**Stated exercise:**
Reproduce the material below verbatim, leaving out the pictures.

┌─ Provided entries

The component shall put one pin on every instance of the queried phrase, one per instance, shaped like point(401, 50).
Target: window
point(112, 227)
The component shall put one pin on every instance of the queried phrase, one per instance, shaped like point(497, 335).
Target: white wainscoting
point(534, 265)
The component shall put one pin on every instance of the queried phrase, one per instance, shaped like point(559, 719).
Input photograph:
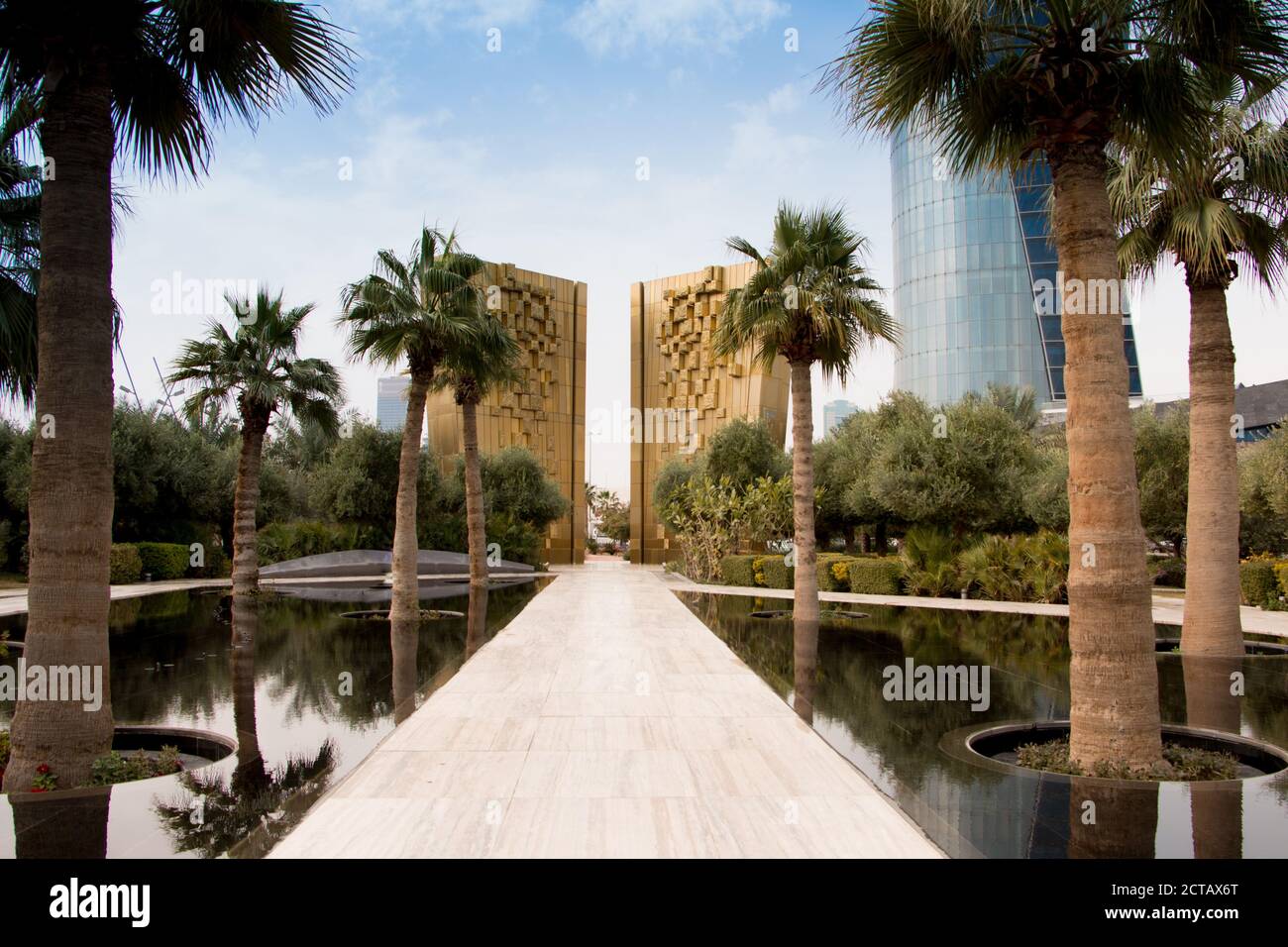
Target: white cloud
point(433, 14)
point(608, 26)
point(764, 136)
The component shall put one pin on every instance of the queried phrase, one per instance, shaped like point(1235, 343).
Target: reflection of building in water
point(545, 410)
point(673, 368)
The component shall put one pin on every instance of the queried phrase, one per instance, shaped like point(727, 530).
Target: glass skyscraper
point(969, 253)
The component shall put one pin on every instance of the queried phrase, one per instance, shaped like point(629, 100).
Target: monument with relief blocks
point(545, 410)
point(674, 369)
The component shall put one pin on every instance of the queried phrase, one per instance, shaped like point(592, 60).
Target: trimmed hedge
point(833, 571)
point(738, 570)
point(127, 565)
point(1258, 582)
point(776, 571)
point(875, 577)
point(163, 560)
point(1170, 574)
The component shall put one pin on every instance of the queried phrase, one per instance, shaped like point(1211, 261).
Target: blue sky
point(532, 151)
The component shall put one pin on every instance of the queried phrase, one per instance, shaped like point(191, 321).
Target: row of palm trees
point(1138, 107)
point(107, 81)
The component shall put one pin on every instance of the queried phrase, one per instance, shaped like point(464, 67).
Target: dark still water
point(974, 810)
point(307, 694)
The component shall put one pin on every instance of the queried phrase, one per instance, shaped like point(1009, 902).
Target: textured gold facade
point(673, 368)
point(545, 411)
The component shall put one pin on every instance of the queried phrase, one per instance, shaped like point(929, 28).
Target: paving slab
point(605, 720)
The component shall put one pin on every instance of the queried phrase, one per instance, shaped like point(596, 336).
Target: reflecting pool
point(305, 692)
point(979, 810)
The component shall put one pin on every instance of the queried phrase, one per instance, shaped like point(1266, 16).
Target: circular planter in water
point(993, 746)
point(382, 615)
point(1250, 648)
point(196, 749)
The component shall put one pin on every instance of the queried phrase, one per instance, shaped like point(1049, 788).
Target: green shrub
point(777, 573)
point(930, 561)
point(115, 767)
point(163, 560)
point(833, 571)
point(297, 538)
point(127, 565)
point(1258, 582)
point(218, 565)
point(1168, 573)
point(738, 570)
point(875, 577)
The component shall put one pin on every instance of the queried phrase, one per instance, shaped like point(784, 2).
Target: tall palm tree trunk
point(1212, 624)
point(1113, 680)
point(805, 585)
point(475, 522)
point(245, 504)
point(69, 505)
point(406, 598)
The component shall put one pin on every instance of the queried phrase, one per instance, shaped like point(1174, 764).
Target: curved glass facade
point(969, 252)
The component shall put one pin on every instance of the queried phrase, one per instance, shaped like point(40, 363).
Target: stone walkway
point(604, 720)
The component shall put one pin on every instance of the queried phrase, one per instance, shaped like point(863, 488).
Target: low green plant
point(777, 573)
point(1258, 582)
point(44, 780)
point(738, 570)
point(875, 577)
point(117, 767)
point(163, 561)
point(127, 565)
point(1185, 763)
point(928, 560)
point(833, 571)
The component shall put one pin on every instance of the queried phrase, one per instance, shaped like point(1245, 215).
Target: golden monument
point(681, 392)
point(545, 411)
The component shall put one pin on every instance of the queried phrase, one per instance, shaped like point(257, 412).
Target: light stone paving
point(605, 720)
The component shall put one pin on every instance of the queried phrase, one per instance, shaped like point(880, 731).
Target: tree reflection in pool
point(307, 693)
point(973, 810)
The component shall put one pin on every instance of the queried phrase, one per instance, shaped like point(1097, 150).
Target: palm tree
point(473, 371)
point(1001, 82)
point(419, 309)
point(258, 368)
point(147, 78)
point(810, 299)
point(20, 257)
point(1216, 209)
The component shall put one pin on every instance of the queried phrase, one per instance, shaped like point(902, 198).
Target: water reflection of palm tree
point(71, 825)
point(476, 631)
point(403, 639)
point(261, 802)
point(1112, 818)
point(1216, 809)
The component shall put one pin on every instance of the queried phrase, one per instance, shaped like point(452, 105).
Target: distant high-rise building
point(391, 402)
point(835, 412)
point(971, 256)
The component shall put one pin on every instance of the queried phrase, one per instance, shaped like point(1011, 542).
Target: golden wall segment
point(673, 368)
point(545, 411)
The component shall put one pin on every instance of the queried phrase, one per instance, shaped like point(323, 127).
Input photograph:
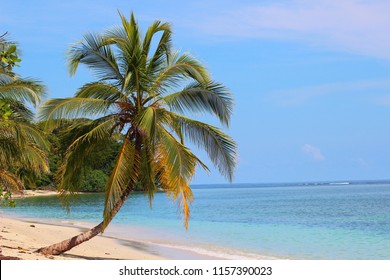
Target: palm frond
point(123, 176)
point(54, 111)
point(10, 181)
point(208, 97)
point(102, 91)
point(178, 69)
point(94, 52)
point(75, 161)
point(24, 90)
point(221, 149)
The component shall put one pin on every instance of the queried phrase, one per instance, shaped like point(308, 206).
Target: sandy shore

└─

**Result:**
The component shall put one pin on every instance of the queried phrase, one per instance, shaped like point(401, 50).
Target: window
point(112, 227)
The component shall put one pin on every instance of the queried phrase, one per instance, shaped like point(497, 335).
Target: white wainscoting
point(534, 265)
The component shall put one pin on every instance of the queried phrase, one per instance, shaped like point(559, 719).
Input photograph:
Target: white cloud
point(433, 14)
point(608, 26)
point(764, 136)
The component shall put one pin on every instance of the queried phrase, one per instance, shaped like point(1235, 343).
Target: reflection of building in water
point(545, 410)
point(673, 368)
The component shall put one pin on every instance of the queried phrase, one per instance, shaped like point(727, 530).
Target: glass skyscraper
point(969, 253)
The component shall put one pin on every instance of the queried phrase, one per instance, shaped like point(629, 100).
Target: monument with relief blocks
point(545, 410)
point(674, 369)
The component shall put one pin on every instance of the queried phrase, one per instance, shaped like point(592, 60).
Target: trimmed hedge
point(833, 571)
point(738, 570)
point(127, 565)
point(1258, 582)
point(776, 571)
point(875, 577)
point(163, 560)
point(1170, 574)
The component shall put one pin on every instance of the queried phrase, one per instance, shaped like point(1211, 261).
Target: blue sky
point(532, 151)
The component shall put one pin on every instance of the queried phrase, one per instance, shaped like point(191, 321).
Target: row of palm trees
point(1138, 107)
point(107, 81)
The component shall put one pin on every instance of the queried phrase, one per instance, shaped like point(464, 67).
Target: dark still water
point(974, 810)
point(307, 694)
The component shall put one pin on every instance of the queried phrase, one per instance, shaped like point(1009, 902).
Target: textured gold facade
point(673, 368)
point(545, 411)
The component shall put one pin on every instance of the queried phrase, one per instance, shaped like point(929, 28).
Target: paving slab
point(605, 720)
The component shall put one pin on every instance of the queried phrase, one per instance, shaped like point(596, 336).
Target: reflecting pool
point(305, 692)
point(979, 810)
The component shall put one pin on every instance of the queried phrase, one per instance, shaped like point(1266, 16).
Target: circular planter in water
point(993, 746)
point(382, 615)
point(1250, 648)
point(196, 749)
The component shall put one pin on every instance of the queried phrase, one per instance, shaped like point(1049, 788).
Target: green shrub
point(777, 573)
point(930, 561)
point(115, 767)
point(163, 560)
point(833, 571)
point(297, 538)
point(127, 565)
point(1258, 582)
point(218, 565)
point(1168, 573)
point(738, 570)
point(875, 577)
The component shall put one pin on every instance of the queried phrase, one per instance, shaped like point(784, 2).
Target: tall palm tree trunk
point(1212, 624)
point(1113, 680)
point(805, 585)
point(475, 522)
point(245, 504)
point(69, 505)
point(406, 598)
The component shall put one pin on every instance of the queried phrase, one per instance, shaped like point(1174, 764).
Target: curved glass facade
point(969, 252)
The component shall put one pin on every instance of the queried phrase, one per instance, shaped like point(40, 363).
Target: stone walkway
point(604, 720)
The component shall put one pin on every instance of the queried phrase, one per instance, shaped like point(863, 488).
Target: low green plant
point(777, 573)
point(1258, 582)
point(44, 780)
point(738, 570)
point(875, 577)
point(117, 767)
point(163, 561)
point(127, 565)
point(1185, 763)
point(928, 560)
point(833, 571)
The component shall put one pin on every instance of the queried phrase, one per instance, shaped like point(1245, 215).
Target: golden monument
point(681, 392)
point(545, 411)
The component shall put one pin on every instance of the queried phrase, one per instance, shaped like point(257, 412).
Target: light stone paving
point(605, 720)
The component shall put one pin on every instance of the queried phrase, one per instance, shaped like point(880, 731).
Target: tree reflection in pool
point(307, 693)
point(973, 810)
The component shall put one pin on every instance of the queried phrase, one per instance, shaped like point(1097, 150).
Target: palm tree
point(473, 371)
point(1001, 82)
point(419, 309)
point(258, 368)
point(147, 78)
point(810, 299)
point(20, 257)
point(1216, 209)
The component shall put one pin on every instance of the queried phrase, one per instance, shaped like point(902, 198).
Target: water reflection of palm tree
point(71, 825)
point(476, 631)
point(403, 639)
point(261, 802)
point(1112, 818)
point(1216, 809)
The component shall put one pin on every instance of the queried phrase, one per instance, shaped like point(452, 105).
Target: distant high-rise building
point(391, 402)
point(835, 412)
point(971, 256)
The component shall put one pin on every instance of the queried phrase, one per instance, shaped like point(1011, 542).
Target: golden wall segment
point(673, 368)
point(545, 411)
The component shall put one pin on every instance of the queried phrase, one per instance, shaped like point(323, 127).
Input photograph:
Target: palm frond
point(123, 176)
point(54, 111)
point(10, 181)
point(208, 97)
point(102, 91)
point(178, 69)
point(94, 52)
point(75, 161)
point(24, 90)
point(221, 149)
The component shall put one pin on every instance of the queried phrase, one per instance, shaped like point(308, 206).
Target: sandy shore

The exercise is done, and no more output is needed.